== REQUIRED TASK ==
Copy the records below, swapping "still" for "frame" wherever it occurs and changing nothing else. Leave the pictures out.

== DATA SHOWN ==
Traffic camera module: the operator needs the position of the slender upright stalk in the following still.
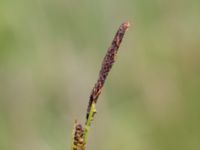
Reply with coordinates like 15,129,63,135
72,22,130,150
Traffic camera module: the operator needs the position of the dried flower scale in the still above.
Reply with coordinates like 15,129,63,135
73,121,85,150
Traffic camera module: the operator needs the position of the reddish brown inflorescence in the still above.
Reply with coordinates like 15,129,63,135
86,22,130,120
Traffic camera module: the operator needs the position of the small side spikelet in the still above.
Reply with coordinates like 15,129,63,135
72,121,85,150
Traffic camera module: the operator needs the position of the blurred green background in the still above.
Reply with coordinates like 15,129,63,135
0,0,200,150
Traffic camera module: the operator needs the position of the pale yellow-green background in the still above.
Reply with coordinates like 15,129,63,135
0,0,200,150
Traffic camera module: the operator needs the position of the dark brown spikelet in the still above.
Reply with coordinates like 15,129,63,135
73,122,85,150
86,22,129,120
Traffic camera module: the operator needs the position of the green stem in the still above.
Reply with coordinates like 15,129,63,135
84,102,96,143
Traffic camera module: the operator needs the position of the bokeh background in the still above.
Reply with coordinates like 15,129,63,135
0,0,200,150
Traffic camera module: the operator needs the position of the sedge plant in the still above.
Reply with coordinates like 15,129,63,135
71,22,130,150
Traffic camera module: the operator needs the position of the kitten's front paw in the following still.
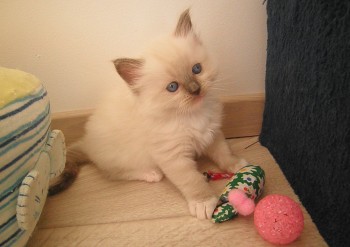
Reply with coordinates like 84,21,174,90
188,197,218,220
234,158,248,172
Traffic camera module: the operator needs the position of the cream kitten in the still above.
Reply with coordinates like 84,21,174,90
50,10,246,219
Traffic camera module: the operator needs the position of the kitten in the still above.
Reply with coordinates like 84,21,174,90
50,10,246,219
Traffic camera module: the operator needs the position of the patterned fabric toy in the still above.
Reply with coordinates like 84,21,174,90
0,67,66,247
212,165,265,223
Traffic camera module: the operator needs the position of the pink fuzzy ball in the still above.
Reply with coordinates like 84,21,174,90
254,195,304,244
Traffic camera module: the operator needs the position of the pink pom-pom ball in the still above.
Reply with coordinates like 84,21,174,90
228,189,255,216
254,195,304,244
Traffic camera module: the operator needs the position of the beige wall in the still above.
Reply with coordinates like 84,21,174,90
0,0,266,112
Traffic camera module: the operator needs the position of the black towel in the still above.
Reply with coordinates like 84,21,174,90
260,0,350,246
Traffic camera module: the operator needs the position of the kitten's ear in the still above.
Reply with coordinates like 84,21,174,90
113,58,144,86
175,9,192,37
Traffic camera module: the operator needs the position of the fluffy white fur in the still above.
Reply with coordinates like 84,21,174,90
79,9,245,219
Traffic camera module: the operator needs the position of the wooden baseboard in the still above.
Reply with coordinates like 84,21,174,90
51,94,265,144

== OUTPUT OF THE TASK ==
Traffic camera module: the operator needs the position of the slender upright stalk in the following frame.
Reply with coordinates like 15,129,63,135
72,22,130,150
Traffic camera module: the operator needs the position of the dried flower scale in the frame above.
Reply with coordinates like 15,129,63,135
73,121,85,150
Traffic camera module: the operator needs the position of the reddish brown inflorescence in the frame above.
Reply with coordinates like 15,129,63,135
86,22,130,120
Traffic camera module: the operator needs the position of the small side spikelet in the frame above.
Reply with coordinates like 15,129,63,135
72,121,85,150
Traffic camera module: the operator needs the position of the blurred green background in the frame above.
Reply with coordinates like 15,129,63,135
0,0,200,150
Traffic camera module: the operator needs the position of the pale yellow-green background in the frame above.
Reply with coordinates like 15,129,63,135
0,0,200,150
Traffic camera module: the operator needs the position of the dark brown spikelet in the frame above.
Reply with coordinates like 15,129,63,135
73,122,85,150
86,22,129,120
Traffic camera module: the operator needs the position of the green stem in the frame above.
Reply with coordinates like 15,129,63,135
84,102,96,143
Traffic camera module: the operator needs the position of the bokeh background in the frame above.
Reply with coordinates like 15,129,63,135
0,0,200,150
Traffic camera module: the operator needs the position of the sedge plant in the frame above.
Reply with coordinates like 15,129,63,135
71,22,130,150
Traffic camera module: the operator needs the position of the kitten's front paw in the following frame.
Reply with coordinates like 84,21,174,90
188,197,218,220
234,158,248,172
Traffic camera module: the operator needs the position of the cream kitten in the frame above.
Reply with coordinates like 84,21,174,90
50,10,246,219
Traffic camera module: the operator needs the position of the kitten in the frame above.
Reply with coordinates like 84,21,174,90
50,10,246,219
Traffic camera module: the operator needs the position of the patterned fabric toy in the frame above.
Reply with coordinates like 84,21,174,90
0,67,66,247
212,165,265,223
Traffic camera module: the operator needs the position of the pink fuzzy ball in the frame above.
Reply with coordinates like 84,21,174,90
254,195,304,244
Traffic camera module: the operator needs the position of the pink pom-pom ball in the frame above.
Reply with coordinates like 84,21,174,90
228,189,255,216
254,195,304,244
Traffic camera module: the operator needs the position of the beige wall in the frame above.
Reply with coordinates like 84,21,174,90
0,0,266,112
Traffic camera module: the operator needs the position of the black towel in the frame above.
Reply with coordinates like 84,21,174,90
260,0,350,246
Traffic camera module: the operator needs the position of the kitten's ear in the frame above.
Reply with coordinates like 84,21,174,90
113,58,144,86
175,9,192,37
Traffic camera module: the operator needs the position of the fluffy white fur in the frame above.
Reply with coordinates like 84,21,174,90
79,9,245,219
Traffic camera module: the operator needs the position of the wooden baseboard in the frame above.
Reply with coordinates like 84,21,174,90
51,94,265,144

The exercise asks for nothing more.